= Beginning of Section =

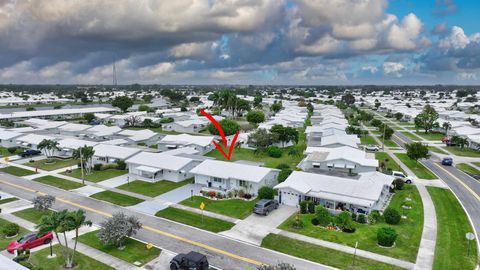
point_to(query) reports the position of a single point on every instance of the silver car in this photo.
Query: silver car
(265, 206)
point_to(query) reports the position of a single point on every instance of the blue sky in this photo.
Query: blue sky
(240, 41)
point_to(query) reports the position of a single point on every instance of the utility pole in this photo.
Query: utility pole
(81, 165)
(383, 141)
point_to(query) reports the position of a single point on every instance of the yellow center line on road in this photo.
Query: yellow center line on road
(460, 181)
(226, 253)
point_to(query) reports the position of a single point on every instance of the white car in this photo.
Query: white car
(371, 148)
(406, 178)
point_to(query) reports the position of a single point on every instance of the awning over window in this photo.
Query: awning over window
(148, 169)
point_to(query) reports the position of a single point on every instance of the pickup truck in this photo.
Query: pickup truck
(401, 175)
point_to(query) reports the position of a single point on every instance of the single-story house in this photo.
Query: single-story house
(226, 176)
(7, 138)
(201, 143)
(154, 167)
(340, 159)
(368, 191)
(109, 154)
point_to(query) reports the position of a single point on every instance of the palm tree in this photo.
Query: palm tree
(61, 223)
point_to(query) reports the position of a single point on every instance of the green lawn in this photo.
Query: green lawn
(58, 182)
(16, 171)
(452, 225)
(195, 220)
(368, 140)
(116, 198)
(468, 169)
(236, 208)
(418, 169)
(5, 241)
(391, 164)
(97, 176)
(411, 136)
(4, 151)
(31, 214)
(134, 251)
(83, 262)
(431, 136)
(409, 230)
(321, 254)
(153, 189)
(463, 152)
(11, 199)
(58, 163)
(437, 150)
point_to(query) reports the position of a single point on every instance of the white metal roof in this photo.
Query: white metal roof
(159, 160)
(224, 169)
(364, 191)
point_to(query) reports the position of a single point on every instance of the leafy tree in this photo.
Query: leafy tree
(276, 106)
(144, 108)
(417, 151)
(266, 192)
(255, 117)
(43, 203)
(117, 229)
(61, 223)
(89, 117)
(229, 127)
(122, 102)
(426, 119)
(48, 147)
(85, 155)
(262, 139)
(257, 101)
(284, 174)
(348, 98)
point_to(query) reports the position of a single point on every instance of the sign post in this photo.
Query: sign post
(202, 206)
(470, 236)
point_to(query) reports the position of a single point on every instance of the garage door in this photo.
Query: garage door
(289, 198)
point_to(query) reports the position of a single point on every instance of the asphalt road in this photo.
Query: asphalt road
(221, 251)
(465, 187)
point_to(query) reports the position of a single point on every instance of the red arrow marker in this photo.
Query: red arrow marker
(222, 134)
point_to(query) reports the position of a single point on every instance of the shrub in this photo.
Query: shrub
(324, 217)
(398, 183)
(266, 192)
(12, 150)
(311, 207)
(374, 217)
(10, 229)
(97, 167)
(303, 207)
(121, 165)
(391, 216)
(362, 219)
(386, 236)
(274, 151)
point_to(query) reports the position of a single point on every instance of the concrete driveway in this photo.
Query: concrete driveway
(255, 227)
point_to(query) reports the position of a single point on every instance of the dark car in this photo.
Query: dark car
(265, 206)
(447, 161)
(30, 241)
(190, 261)
(30, 153)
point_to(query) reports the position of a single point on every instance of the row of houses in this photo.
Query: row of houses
(335, 172)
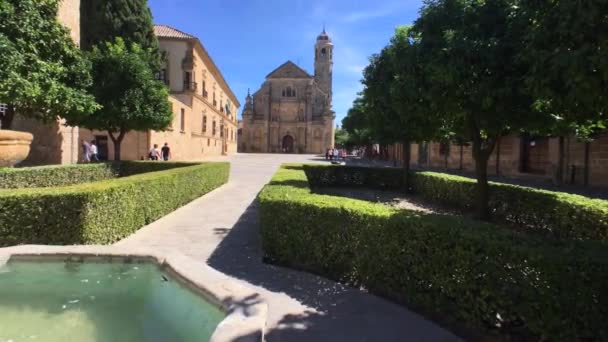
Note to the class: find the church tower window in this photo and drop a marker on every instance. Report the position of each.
(289, 92)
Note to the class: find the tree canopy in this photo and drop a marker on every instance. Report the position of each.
(474, 70)
(105, 20)
(43, 74)
(130, 97)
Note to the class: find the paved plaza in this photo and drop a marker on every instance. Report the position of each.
(221, 230)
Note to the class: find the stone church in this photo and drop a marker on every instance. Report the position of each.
(292, 111)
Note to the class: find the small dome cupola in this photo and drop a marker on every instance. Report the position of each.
(324, 37)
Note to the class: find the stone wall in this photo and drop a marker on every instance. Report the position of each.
(69, 15)
(544, 152)
(55, 143)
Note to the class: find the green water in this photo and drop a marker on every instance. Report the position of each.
(82, 302)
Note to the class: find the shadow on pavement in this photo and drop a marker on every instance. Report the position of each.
(341, 313)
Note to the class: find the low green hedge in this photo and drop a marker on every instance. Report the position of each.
(504, 282)
(102, 212)
(56, 175)
(555, 213)
(64, 175)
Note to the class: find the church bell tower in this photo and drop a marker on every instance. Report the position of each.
(324, 61)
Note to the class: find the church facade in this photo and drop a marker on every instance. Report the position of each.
(292, 111)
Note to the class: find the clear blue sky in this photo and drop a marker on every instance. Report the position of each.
(247, 39)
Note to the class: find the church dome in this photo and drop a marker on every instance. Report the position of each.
(323, 36)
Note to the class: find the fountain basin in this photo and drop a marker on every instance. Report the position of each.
(90, 293)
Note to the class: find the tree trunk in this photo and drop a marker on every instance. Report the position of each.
(406, 164)
(446, 156)
(481, 152)
(483, 189)
(586, 175)
(117, 141)
(461, 155)
(6, 121)
(561, 152)
(498, 157)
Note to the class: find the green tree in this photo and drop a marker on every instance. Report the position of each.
(399, 108)
(341, 137)
(130, 97)
(471, 53)
(566, 46)
(43, 74)
(356, 125)
(105, 20)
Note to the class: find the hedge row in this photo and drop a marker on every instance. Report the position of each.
(554, 213)
(496, 280)
(63, 175)
(102, 212)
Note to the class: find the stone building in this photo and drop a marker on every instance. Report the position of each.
(292, 111)
(54, 143)
(532, 158)
(204, 106)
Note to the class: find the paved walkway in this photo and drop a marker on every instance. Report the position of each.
(221, 229)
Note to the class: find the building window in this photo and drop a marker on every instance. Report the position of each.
(444, 148)
(289, 92)
(162, 76)
(172, 116)
(182, 120)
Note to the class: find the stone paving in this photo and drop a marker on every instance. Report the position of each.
(221, 230)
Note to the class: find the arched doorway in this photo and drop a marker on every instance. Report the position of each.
(287, 144)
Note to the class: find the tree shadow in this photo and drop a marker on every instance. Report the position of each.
(337, 312)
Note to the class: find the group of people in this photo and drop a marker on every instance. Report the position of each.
(335, 154)
(163, 154)
(90, 151)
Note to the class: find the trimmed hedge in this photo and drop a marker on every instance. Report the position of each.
(501, 281)
(557, 214)
(102, 212)
(57, 175)
(64, 175)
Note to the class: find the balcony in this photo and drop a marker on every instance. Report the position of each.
(190, 86)
(188, 63)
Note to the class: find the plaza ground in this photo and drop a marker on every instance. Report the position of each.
(221, 229)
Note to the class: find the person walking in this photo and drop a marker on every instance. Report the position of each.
(86, 151)
(94, 152)
(154, 153)
(166, 152)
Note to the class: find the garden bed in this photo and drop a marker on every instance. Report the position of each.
(105, 211)
(555, 214)
(497, 281)
(64, 175)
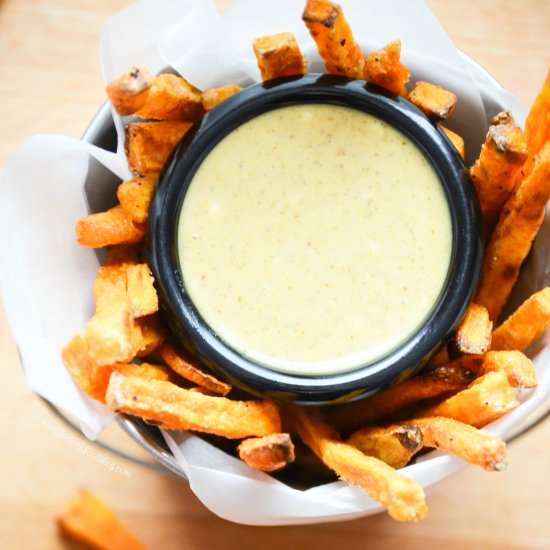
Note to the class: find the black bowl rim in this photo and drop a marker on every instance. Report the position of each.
(321, 389)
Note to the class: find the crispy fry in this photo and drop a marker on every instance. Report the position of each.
(433, 383)
(463, 440)
(455, 139)
(135, 196)
(526, 324)
(518, 368)
(123, 255)
(403, 498)
(214, 96)
(107, 228)
(88, 520)
(149, 144)
(335, 42)
(185, 369)
(128, 92)
(486, 399)
(174, 408)
(537, 125)
(153, 334)
(495, 171)
(511, 241)
(473, 335)
(279, 55)
(90, 377)
(268, 453)
(384, 69)
(142, 294)
(112, 333)
(395, 445)
(434, 101)
(147, 371)
(171, 97)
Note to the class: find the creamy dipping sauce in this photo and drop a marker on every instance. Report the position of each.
(315, 239)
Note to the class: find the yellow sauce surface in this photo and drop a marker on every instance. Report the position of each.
(314, 239)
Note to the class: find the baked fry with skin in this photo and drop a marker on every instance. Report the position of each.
(513, 236)
(279, 55)
(455, 139)
(526, 324)
(128, 93)
(214, 96)
(486, 399)
(403, 498)
(473, 334)
(142, 294)
(494, 173)
(153, 334)
(268, 453)
(384, 69)
(185, 369)
(89, 521)
(332, 34)
(537, 125)
(90, 377)
(171, 97)
(434, 101)
(433, 383)
(108, 228)
(395, 445)
(135, 196)
(149, 144)
(168, 406)
(463, 440)
(518, 367)
(147, 371)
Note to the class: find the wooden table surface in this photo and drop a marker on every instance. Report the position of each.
(50, 82)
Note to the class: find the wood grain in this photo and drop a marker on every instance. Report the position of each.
(50, 82)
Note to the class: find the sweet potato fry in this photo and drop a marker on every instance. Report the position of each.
(332, 34)
(486, 399)
(214, 96)
(513, 236)
(171, 97)
(268, 453)
(463, 440)
(128, 92)
(526, 324)
(147, 371)
(518, 368)
(495, 171)
(434, 101)
(433, 383)
(153, 334)
(108, 228)
(149, 144)
(473, 335)
(88, 520)
(403, 498)
(185, 369)
(174, 408)
(455, 139)
(112, 333)
(395, 445)
(279, 55)
(90, 377)
(384, 69)
(537, 125)
(135, 196)
(142, 294)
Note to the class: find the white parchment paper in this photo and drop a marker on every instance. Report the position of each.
(46, 278)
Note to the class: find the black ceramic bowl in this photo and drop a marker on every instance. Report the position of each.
(199, 338)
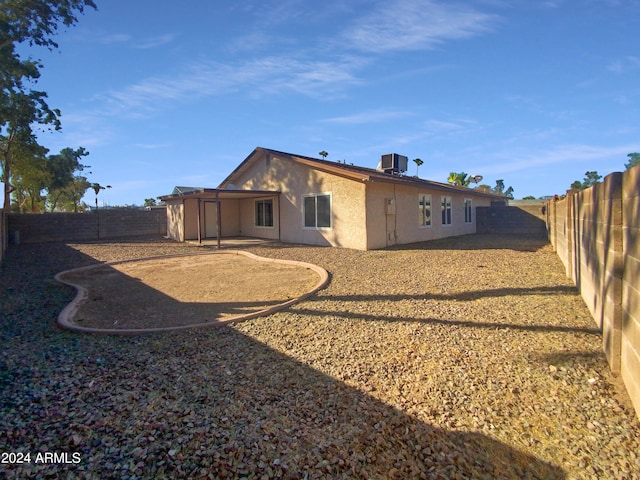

= End of Section =

Exercise brief:
There is a run of lines above from the one with "Query: sign post" to the one with "marker in this photo."; print exactly that run, both ends included, and nothing else.

Task response:
Query: sign post
(202, 206)
(470, 236)
point_to(query) reports the position of a single point on every instance of the garage door in this photo.
Query: garage door
(289, 198)
point_to(query) reports the position of a single point on every instance of the asphalt road in this photo.
Query: asphalt road
(221, 251)
(465, 187)
point_to(query) reports the position of a single point on every instance of the red arrow marker in this photo.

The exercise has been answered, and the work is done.